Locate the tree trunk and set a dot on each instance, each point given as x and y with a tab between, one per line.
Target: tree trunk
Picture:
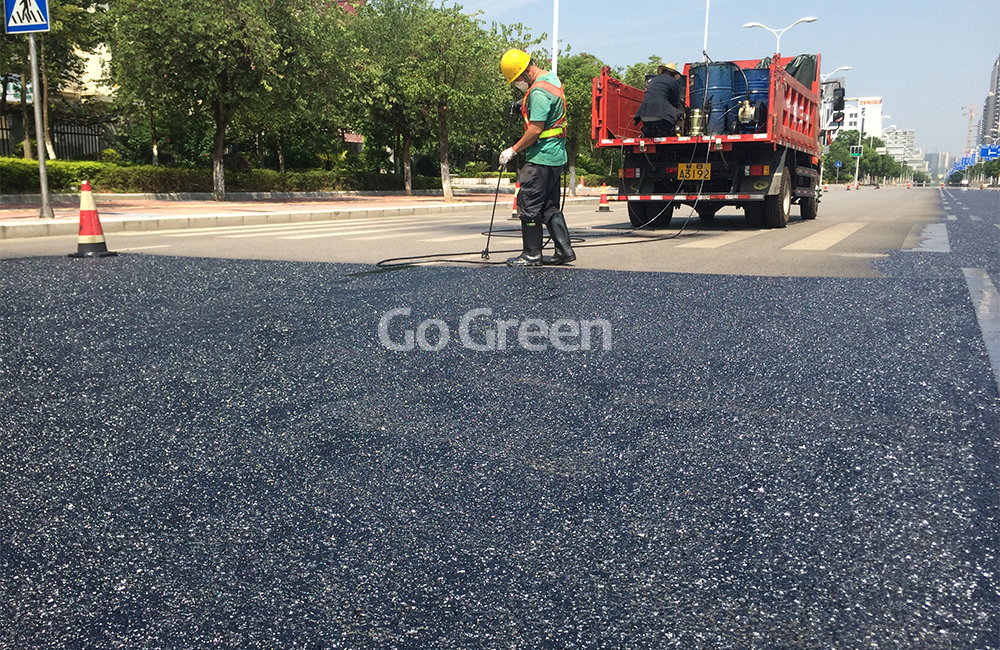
407	172
396	153
25	122
45	100
443	139
152	133
4	80
219	151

▸ WRITTEN EXERCISE
Reproduce the listing above verbatim, line for line, omitting the picture.

▸ TASK SOLUTION
Locate the tree trunk and set a dot on each instance, each point given as x and y with a tab between, one per line.
Target: tree trunk
Picture:
407	172
396	153
25	122
45	100
443	139
152	133
4	80
219	151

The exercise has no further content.